— Start of DOCUMENT EXCERPT —

An article by veteran Middle East journalist Robert Fisk in the British Independent on October 6, entitled “The demise of the dollar”, is credited with adding to the recent weakness of the US dollar and the rise of gold prices.

 

The exclusive report revealed that finance ministers and central bankers from the Gulf States, China, Russia, Japan and France had held a series of secret meetings to plan an end to the use of the US dollar for oil trading by 2018. The replacement would be a basket of currencies, including the euro, the Japanese yen, the Chinese yuan, gold and possibly a new currency issued by the Gulf Cooperation Council.

 

If true, such a move would be an economic and political bombshell. An end to the use of the US dollar for trading in such a vital commodity as oil would be a further blow to its pivotal role since the end of World War II as the world’s reserve currency. With no obvious solid replacement, the demise of the dollar would be a recipe for the emergence of antagonistic currency and trade blocs. For the US, it would end its ability to readily fund its huge debts by selling bonds denominated in the world’s reserve currency.

 

An unnamed Chinese banker told the Independent that the plans to remove the dollar from the Middle East oil trade would fundamentally change the face of international financial transactions. The meetings were clearly highly sensitive, as they involved a number of close US allies—Japan, Saudi Arabia and the Gulf States—and all parties would be concerned about Washington’s reaction.

— End of DOCUMENT EXCERPT —
— Start of SUPPLIED INFORMATION —

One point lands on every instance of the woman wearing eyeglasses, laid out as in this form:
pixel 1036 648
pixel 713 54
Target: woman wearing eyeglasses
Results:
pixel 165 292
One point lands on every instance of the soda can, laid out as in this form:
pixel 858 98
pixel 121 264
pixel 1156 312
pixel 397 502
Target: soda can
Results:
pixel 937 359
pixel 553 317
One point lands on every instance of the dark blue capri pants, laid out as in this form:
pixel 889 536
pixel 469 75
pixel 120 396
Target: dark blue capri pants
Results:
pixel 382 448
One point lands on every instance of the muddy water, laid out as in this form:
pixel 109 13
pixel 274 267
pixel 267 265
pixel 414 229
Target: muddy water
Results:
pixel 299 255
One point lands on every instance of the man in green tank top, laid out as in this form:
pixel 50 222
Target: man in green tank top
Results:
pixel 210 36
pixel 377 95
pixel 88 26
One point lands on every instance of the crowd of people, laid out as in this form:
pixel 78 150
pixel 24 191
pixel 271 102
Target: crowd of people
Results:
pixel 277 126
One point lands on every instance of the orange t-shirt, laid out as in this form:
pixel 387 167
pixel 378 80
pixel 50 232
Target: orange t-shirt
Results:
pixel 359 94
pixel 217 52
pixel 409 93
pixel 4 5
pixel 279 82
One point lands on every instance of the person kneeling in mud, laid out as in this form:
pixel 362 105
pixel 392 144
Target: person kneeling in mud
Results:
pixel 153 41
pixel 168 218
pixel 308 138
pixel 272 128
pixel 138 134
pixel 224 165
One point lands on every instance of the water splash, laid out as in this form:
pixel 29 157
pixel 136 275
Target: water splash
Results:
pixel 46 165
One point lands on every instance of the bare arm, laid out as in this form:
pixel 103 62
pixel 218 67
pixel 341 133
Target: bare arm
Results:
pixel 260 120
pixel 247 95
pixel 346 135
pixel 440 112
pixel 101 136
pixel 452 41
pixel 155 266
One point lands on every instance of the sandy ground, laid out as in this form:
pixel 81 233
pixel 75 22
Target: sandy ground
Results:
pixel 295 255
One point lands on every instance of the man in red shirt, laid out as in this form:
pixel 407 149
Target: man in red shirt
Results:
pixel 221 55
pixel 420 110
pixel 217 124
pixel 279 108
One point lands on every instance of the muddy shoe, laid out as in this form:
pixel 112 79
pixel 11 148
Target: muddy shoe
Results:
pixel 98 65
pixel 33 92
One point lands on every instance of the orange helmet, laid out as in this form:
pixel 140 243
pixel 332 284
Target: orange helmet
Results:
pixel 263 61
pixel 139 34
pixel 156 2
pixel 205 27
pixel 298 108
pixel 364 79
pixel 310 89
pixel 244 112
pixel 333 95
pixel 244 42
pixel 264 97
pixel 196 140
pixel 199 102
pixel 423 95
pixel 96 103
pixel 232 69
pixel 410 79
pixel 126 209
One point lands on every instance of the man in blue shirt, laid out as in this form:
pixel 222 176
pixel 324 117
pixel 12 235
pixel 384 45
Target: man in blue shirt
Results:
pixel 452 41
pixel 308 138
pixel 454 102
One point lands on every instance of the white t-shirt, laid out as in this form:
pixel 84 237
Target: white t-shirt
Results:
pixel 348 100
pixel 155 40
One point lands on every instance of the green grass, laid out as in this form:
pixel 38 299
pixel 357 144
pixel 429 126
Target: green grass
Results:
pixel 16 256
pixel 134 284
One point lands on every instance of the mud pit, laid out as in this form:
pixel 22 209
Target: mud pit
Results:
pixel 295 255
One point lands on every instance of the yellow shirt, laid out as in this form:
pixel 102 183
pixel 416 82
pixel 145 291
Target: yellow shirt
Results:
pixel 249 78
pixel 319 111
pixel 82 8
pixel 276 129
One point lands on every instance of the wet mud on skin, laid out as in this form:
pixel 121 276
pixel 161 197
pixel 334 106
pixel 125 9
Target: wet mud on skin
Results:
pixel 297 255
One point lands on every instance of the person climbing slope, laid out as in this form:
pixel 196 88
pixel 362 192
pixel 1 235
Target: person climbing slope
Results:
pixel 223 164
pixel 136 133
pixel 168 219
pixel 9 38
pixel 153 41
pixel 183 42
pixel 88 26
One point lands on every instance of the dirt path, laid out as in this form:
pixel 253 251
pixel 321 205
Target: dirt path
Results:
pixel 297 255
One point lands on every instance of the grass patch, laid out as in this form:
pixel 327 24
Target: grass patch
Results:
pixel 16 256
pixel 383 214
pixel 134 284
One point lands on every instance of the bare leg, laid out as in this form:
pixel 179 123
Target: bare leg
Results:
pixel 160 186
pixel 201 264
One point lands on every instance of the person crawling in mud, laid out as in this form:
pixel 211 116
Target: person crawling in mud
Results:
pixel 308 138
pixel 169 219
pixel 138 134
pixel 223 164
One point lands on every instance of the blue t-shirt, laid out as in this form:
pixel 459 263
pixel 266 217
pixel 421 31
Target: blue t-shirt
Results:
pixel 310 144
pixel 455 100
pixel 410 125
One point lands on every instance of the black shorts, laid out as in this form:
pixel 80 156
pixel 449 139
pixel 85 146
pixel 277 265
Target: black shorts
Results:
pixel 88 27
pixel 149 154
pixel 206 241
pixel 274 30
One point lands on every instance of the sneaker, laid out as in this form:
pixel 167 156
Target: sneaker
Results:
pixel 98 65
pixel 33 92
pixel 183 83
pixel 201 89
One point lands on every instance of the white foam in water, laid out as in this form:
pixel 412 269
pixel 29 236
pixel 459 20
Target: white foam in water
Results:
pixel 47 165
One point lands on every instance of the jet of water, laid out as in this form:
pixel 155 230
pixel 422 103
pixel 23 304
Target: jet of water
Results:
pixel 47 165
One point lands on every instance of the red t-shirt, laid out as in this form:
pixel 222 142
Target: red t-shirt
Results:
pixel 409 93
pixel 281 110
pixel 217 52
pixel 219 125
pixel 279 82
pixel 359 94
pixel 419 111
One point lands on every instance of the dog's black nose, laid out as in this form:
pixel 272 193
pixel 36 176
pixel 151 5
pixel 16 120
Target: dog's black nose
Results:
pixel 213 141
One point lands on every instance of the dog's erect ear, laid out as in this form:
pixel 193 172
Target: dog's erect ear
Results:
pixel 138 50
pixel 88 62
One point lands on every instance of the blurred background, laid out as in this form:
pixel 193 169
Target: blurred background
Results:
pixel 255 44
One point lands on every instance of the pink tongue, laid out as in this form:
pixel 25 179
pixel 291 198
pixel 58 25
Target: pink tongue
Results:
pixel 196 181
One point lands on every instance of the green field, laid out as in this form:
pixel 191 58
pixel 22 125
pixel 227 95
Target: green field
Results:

— End of SUPPLIED INFORMATION —

* TASK REQUIREMENTS: Repeat word for word the part of the article about the dollar's demise that starts at "The exclusive report" and ends at "Gulf Cooperation Council.". Rely solely on the article about the dollar's demise.

* REPLY TO THE EXERCISE:
The exclusive report revealed that finance ministers and central bankers from the Gulf States, China, Russia, Japan and France had held a series of secret meetings to plan an end to the use of the US dollar for oil trading by 2018. The replacement would be a basket of currencies, including the euro, the Japanese yen, the Chinese yuan, gold and possibly a new currency issued by the Gulf Cooperation Council.